Named-object pointing records

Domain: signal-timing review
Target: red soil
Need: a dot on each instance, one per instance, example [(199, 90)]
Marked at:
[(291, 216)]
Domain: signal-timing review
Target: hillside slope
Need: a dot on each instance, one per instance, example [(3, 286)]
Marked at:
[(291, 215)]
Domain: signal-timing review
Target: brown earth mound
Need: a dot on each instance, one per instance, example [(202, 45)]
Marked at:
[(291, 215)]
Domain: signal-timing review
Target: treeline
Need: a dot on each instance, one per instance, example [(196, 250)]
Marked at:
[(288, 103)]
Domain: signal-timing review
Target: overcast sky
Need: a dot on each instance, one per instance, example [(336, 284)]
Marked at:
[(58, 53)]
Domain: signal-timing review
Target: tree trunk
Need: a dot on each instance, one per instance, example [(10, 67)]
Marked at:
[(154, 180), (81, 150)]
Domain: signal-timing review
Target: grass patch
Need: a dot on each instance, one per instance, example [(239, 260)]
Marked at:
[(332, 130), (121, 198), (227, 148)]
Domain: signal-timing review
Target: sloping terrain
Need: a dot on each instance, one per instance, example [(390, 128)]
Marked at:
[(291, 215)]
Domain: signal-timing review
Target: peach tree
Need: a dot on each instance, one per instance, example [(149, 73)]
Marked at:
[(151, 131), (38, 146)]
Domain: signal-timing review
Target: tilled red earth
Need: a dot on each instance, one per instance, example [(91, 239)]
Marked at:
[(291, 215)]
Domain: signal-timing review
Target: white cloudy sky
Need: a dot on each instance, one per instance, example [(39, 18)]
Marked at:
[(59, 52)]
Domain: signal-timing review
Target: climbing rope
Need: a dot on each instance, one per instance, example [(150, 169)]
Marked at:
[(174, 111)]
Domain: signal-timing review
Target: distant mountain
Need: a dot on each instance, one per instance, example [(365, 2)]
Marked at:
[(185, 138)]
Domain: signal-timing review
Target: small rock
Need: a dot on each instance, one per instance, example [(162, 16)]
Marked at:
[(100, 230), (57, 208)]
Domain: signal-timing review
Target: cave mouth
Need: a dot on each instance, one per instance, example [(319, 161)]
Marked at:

- Task instructions -
Can you swap "Marked at" for "Placed at" in every one of the records above and give them back with nothing else changed?

- Response -
Domain: signal-timing review
Target: red soil
Need: a dot on each instance, one per instance, example [(199, 90)]
Placed at:
[(291, 216)]
Domain: signal-timing review
Target: hillside slope
Need: a dot on each instance, one per instance, example [(3, 286)]
Placed at:
[(291, 215)]
Domain: signal-timing review
Target: brown earth mound
Need: a dot on each instance, one per instance, example [(202, 45)]
Placed at:
[(291, 215)]
Domain: signal-timing review
Target: treeline
Need: a dot on each instance, one per instance, example [(196, 250)]
Placed at:
[(288, 103)]
Domain: signal-timing review
Target: overcast sky
Need: a dot on each instance, one per instance, example [(336, 284)]
Placed at:
[(58, 53)]
Domain: signal-timing review
Target: tree trunk
Need: a dot on each instance, one per instance, example [(10, 67)]
Placed at:
[(154, 180), (81, 150)]
Domain: signal-timing review
Target: grass patch
Need: a dot on each instance, one per instance, example [(239, 260)]
Placed at:
[(332, 130), (121, 198), (227, 148)]
Domain: signal-timing review
Target: sloping terrain
Need: a dot on each instance, one per instance, example [(390, 128)]
Placed at:
[(291, 215)]
Domain: signal-timing review
Target: peach tree
Need: a dot on each instance, one per instance, example [(149, 73)]
Placed at:
[(151, 131), (38, 146)]
Domain: signal-timing review
Target: tilled red earth
Need: a dot on each instance, one per instance, example [(91, 239)]
Placed at:
[(291, 215)]
Domain: signal-timing review
Target: white cloudy sky
Need: a dot on each instance, one per instance, example [(39, 18)]
Placed at:
[(59, 52)]
Domain: signal-timing review
Target: climbing rope
Need: a dot on each instance, one per instance, example [(150, 169)]
Placed at:
[(174, 111)]
Domain: signal-timing review
Target: distant mountain
Need: a dot on each instance, one per instance, example [(365, 2)]
Placed at:
[(185, 138)]
Domain: signal-timing review
Target: small rock
Need: a dot on each instance, one per instance, example [(162, 16)]
Placed at:
[(100, 230), (57, 208)]
Domain: signal-timing review
Target: cave mouth
Need: a dot on each instance, one per instance, example [(319, 161)]
Placed at:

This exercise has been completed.